- Exercise requirements -
In how many lines of the records below does the word "Provide" appear? Reply with the number alone.

- Raw data -
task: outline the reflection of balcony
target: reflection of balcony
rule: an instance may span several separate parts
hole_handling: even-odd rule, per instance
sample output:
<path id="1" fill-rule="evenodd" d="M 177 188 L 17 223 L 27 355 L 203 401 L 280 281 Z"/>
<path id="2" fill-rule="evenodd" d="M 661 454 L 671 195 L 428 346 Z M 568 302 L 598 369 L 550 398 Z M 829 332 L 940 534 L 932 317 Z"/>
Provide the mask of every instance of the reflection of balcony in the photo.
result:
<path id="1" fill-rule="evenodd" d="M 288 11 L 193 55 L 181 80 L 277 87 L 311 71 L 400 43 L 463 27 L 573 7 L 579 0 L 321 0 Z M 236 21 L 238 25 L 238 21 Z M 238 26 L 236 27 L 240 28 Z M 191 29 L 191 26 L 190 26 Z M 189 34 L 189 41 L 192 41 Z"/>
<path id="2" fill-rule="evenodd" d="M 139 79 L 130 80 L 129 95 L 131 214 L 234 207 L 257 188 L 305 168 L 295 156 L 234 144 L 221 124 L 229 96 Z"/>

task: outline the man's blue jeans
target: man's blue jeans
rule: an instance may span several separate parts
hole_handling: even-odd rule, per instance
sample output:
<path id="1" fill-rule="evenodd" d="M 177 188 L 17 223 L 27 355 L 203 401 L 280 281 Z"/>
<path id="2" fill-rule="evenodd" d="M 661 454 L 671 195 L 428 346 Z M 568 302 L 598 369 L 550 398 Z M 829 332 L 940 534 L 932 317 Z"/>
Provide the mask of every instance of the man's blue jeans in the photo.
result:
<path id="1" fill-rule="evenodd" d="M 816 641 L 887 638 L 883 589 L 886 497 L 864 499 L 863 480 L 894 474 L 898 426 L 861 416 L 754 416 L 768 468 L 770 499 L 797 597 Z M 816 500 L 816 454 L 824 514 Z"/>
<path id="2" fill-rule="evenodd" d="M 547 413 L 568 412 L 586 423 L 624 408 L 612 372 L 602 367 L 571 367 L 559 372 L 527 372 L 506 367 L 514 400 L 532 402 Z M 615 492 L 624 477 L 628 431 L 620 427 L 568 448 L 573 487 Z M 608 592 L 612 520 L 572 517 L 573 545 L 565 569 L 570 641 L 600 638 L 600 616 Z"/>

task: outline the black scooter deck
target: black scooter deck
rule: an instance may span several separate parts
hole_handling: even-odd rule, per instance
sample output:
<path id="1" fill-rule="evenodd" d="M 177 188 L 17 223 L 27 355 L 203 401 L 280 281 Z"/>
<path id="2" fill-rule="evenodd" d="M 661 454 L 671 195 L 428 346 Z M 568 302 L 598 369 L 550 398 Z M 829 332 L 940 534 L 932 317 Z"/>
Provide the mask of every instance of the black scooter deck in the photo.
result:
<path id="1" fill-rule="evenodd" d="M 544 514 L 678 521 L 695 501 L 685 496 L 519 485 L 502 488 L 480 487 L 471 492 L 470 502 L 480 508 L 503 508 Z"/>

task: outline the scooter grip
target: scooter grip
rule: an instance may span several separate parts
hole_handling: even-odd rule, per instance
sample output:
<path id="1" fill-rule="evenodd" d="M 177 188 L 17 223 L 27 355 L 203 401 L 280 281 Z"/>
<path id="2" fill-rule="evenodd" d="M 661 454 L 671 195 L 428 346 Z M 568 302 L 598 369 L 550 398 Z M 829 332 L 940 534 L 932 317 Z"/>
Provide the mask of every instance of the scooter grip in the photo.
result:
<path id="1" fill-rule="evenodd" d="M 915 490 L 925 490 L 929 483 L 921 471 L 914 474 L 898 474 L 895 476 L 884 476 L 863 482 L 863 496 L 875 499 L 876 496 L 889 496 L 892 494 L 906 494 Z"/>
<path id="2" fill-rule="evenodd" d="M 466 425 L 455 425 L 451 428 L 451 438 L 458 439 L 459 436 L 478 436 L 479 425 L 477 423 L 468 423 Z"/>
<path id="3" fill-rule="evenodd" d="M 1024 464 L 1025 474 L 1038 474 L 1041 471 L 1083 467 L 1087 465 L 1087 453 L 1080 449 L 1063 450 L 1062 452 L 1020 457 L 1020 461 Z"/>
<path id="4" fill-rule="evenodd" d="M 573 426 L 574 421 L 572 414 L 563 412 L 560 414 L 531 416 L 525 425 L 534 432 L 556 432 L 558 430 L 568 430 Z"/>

- Final result -
4